> [WORK INSTRUCTIONS] Rewrite the entries from the line with "of the wooden" up to and including the line with "Target: green foliage", changing "this lesson" to "this exercise" and leaving everything else as is.
◇ ◇ ◇
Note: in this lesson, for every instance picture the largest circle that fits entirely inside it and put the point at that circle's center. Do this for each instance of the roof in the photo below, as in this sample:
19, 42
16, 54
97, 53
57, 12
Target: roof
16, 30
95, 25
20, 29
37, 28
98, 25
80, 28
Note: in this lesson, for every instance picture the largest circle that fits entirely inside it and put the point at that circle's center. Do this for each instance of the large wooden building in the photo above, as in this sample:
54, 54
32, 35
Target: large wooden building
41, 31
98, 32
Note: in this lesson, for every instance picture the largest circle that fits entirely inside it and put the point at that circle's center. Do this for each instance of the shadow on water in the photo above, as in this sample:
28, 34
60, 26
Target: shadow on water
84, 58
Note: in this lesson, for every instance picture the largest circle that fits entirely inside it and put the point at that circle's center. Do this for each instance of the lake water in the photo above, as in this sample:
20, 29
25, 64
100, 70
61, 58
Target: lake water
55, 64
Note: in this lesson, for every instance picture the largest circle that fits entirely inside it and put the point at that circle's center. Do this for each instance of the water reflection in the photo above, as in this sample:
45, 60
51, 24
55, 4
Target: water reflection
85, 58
◇ ◇ ◇
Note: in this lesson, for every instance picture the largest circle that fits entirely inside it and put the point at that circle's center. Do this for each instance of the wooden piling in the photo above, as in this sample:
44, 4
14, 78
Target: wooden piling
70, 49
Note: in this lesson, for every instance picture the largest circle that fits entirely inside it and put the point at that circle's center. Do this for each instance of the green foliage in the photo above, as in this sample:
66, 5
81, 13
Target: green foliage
◇ ◇ ◇
> [RESULT BELOW]
Note: in this exercise, for every instance picture the largest circle that fits entirely inside it and put the point at that circle's center. Do this for each instance of the wooden piling in the photo above, as in this sample:
44, 4
14, 78
Target: wooden piling
70, 49
Note: in this exercise, for every instance picture the largest circle that fits entirely inside it and put the point at that circle's center. Do this for each instance of the green foliage in the photo above, as in this sample:
66, 5
81, 13
Target: green foliage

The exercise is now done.